[Your instructions]
In the records below, find the line holding "Query: sheep's ear" and the line holding "Where can the ewe". Set down both, with every line between them, exactly.

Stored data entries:
------------------------------

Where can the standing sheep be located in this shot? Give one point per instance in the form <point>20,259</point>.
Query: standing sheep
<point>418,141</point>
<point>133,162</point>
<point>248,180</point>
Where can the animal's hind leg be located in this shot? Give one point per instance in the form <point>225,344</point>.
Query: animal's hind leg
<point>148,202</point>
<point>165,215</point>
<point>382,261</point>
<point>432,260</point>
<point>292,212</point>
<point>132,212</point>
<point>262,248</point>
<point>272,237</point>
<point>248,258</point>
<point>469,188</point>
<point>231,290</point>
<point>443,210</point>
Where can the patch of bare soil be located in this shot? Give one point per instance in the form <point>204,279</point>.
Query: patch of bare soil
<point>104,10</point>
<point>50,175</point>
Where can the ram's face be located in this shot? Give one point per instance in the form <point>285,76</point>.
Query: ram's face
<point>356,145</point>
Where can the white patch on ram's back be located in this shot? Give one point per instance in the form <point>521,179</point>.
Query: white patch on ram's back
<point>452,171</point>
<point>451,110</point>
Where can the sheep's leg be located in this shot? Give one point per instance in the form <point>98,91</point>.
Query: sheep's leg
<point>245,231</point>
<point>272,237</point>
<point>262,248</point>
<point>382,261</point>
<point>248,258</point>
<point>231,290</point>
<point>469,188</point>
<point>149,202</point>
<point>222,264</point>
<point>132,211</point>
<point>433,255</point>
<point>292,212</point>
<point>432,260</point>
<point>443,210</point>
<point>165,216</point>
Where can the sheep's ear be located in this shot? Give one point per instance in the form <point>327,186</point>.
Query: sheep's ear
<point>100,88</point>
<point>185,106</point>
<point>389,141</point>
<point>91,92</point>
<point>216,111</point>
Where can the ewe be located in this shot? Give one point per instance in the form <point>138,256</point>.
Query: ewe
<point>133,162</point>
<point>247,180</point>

------------------------------

[Task output]
Query: sheep's ear
<point>100,88</point>
<point>185,106</point>
<point>389,141</point>
<point>91,92</point>
<point>216,111</point>
Where can the ewe be located in this shot? Give one point per instance in the form <point>138,256</point>.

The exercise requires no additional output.